## Liste des consignes
**a)** Relevez, dans l'extrait sur Einsturzende Neubauten, tous les noms précédés du déterminant possessif « leur » ou « leurs », avec ce déterminant.
**b)** Rédigez la suite de l'extrait sur Einsturzende Neubauten, à partir de la fin de la citation.

A la fin du concert, j’ai entendu un des spectateurs dire que leurs instruments étaient « primitifs ». A l’ère où la musique électronique est omniprésente, où il suffit d’appuyer sur un bouton pour faire de la « musique » (hem…), se servir de tôles et de tuyaux pour en sortir des sons relève d’une attitude bien particulière et bien plus intéressante. La musique, la vraie, n’a rien à voir avec les calculs froids d’un cerveau humain…

« A travers le dur labeur qui leur est propre, leur esprit de suite imperturbable, la souffrance de la véritable expression de soi, ils ont atteint un son authentique qui est vraiment le leur. C’est un groupe qui a développé son propre langage pour donner une voix à leurs âmes. Et ceci est la différence fondamentale entre Einsturzende Neubauten et ceux qui les imitent (…). Ils ont toujours connu le but et le sens de leur musique : l’expression de leur âme. » (Nick Cave)

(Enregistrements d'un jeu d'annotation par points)

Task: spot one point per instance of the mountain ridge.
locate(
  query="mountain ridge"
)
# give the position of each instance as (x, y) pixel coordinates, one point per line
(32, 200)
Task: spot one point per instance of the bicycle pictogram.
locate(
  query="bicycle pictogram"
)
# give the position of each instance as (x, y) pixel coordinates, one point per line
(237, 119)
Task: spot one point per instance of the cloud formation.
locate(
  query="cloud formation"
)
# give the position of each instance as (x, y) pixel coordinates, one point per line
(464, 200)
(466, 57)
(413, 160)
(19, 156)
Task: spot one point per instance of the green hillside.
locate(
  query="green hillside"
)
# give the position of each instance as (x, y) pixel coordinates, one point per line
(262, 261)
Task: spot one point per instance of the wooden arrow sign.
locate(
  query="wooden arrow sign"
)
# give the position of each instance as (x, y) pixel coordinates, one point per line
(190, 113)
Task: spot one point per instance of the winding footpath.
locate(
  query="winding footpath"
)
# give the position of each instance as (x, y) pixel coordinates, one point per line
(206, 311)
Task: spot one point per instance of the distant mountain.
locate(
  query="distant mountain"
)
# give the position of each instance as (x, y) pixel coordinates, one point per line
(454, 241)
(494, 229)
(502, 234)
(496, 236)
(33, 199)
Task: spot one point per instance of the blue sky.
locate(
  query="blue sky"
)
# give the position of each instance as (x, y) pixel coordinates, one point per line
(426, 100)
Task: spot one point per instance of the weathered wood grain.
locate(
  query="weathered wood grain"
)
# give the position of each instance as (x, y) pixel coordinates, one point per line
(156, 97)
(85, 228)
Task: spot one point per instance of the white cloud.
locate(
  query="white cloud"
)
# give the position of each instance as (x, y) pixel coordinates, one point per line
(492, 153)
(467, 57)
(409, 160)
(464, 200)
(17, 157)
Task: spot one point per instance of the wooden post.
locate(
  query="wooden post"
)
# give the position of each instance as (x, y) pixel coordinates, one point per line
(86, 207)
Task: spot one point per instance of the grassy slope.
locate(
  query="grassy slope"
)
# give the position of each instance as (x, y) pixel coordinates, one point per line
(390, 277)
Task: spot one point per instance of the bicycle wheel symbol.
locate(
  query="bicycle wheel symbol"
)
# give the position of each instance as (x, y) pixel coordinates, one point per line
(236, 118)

## Réponses
**a)** leurs instruments, leur esprit (de suite), leurs âmes, leur musique, leur âme

**b)**
Le 1er avril, (et ce n’est pas une blague !) Einsturzende Neubauten fêtent leurs 10 ans d’existence en donnant un concert à Berlin, un concert qui sera, d’après Blixa, « une party pour nous et nos amis ». Einsturzende Neubauten ont de plus en plus d’audience, leur dernier lp fut un événement attendu de tous, et les répercussions ne sont pas négligeables : Certains titres de « Haus der Lüge » sont utilisés pour des feuilletons TV (le titre « Schwindel » par exemple), un autre titre servira de musique de fond pour un jeu radiophonique sur une station est-allemande ; en décembre 1989, ils ont eu le droit de faire un concert pour la 1ère fois en RDA… La musique d’ Einsturzende Neubauten se répand sur les ondes, sur le petit écran, et cela ne les gène nullement, car la musique authentique parviendra ainsi à toutes les oreilles, et peut-être un jour pourrons-nous retrouver l’émotion perdue – celle de l’âme : « Wir könnten, aber – » (« Nous pourrions, mais -) [1]

A l’avenir, ouvrez vos oreilles, vous entendrez peut-être la souffrance de l’homme, le dernier animal au ciel… Et surtout, n’oubliez pas : « Sehnsucht ist die einzige Energie » : « La nostalgie est la seule énergie »… Qu’elle nous submerge !

Myriam

[1] sous-entendu « nous ne le faisons pas ».